• Text block
↓↓↓

Before diving into the finer details, you need to understand what bird nesting during or after divorce is all about. After a couple decides to separate or divorce, the children continue living in their homes while one of the separated or divorced parents keeps moving and out.
This works on a rotating basis and is quite similar to birds flying in and out of their nest. When the parents are not in their primary home, taking care of the kids, they spend their time in their second homes. Some separated couples take a house on rent, while some share an apartment where they live when they are not in their nest with their kids. Now, is that a good option? Find out.
The Positives
Looking deeply, birds nesting has quite a few positive sides to it. The main plus point is that the kids hardly know about their parents’ separation or divorce. Since they are having the company of one parent or the other from time to time, they barely notice what’s going on between their parents.
Just consider a situation when kids shift back and forth between those two homes that their parents have separately created. Not only is that impractical, but such times are also very emotionally challenging for the little ones. Different rules, routines, and atmospheres in two different homes can be pretty hard on them. It will be a stiff challenge for the kids.
This is where a bird’s nest arrangement can play a major role. The concept reduces the complexities and allows your children to stay wherever they are and have their way. They can keep their belongings to themselves and spend quality time with each parent. Oh yes, birds nesting is financially advantageous as well. But the next question that arises here is what should be done to make this a success? Take it easy. Following are some tips for you.
The House Belongs to the Kids
You have to learn to accept one straight and important fact – the nest belongs to the kids. Period. You guys must remember that it’s not that so-called family home it once used to be. So, when household chores like mopping the floors, cleaning the toilets, mowing the lawns, etc., are necessary, do it without resenting your co-parent for not doing them. It’s your kids’ house, and doing these chores are necessary. No questions asked.

↑↑↑

• Material provided
↓↓↓

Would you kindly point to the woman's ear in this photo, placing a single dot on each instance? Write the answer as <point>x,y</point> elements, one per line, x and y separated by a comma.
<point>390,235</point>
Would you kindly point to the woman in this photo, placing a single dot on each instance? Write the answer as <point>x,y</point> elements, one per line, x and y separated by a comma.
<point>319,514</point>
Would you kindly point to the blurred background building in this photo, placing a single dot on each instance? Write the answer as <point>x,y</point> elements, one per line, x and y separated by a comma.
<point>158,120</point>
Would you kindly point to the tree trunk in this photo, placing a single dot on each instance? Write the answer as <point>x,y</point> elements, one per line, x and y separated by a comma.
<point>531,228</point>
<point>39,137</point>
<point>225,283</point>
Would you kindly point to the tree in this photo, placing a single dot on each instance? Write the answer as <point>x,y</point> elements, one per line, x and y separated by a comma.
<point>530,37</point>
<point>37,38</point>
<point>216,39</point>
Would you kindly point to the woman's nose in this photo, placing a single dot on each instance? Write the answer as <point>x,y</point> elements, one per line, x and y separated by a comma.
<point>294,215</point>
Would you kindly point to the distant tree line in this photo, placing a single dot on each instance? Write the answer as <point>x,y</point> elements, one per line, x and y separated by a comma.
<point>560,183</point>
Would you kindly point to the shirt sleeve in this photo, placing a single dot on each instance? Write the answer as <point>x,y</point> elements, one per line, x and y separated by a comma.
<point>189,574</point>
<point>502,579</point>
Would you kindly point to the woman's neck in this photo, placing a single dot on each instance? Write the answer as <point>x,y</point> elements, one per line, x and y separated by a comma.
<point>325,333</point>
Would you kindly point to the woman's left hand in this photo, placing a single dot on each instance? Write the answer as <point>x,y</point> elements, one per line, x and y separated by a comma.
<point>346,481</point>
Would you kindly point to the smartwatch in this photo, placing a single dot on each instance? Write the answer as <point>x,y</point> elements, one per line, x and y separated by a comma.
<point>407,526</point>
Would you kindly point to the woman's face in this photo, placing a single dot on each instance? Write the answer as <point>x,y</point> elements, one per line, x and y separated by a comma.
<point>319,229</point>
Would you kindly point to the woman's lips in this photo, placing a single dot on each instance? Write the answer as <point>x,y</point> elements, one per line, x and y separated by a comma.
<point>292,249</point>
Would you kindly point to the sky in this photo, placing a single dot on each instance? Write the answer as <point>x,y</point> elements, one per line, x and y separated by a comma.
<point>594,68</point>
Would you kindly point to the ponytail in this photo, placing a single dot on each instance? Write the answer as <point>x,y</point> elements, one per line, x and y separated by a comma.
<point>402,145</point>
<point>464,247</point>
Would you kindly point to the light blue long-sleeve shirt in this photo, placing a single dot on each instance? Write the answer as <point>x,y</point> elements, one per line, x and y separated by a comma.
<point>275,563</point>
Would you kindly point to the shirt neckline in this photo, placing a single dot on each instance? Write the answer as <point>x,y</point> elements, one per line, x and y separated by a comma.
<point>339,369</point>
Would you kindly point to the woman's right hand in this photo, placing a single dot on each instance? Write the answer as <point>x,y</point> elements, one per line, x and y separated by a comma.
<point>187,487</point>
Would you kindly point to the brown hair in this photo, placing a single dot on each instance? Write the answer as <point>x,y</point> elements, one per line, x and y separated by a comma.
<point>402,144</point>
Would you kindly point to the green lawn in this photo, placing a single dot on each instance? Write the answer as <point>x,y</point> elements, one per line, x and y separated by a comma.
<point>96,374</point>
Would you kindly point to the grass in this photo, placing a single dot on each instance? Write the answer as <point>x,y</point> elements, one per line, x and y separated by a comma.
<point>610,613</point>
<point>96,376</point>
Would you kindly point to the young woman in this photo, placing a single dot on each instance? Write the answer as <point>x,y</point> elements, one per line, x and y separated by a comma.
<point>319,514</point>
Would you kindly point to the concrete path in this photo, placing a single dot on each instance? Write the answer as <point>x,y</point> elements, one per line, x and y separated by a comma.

↑↑↑

• Requirements
In the bird nesting article, according to the section "The House Belongs to the Kids", who does the nest belong to? The entries aren't needed for this.

• Task answer
The kids.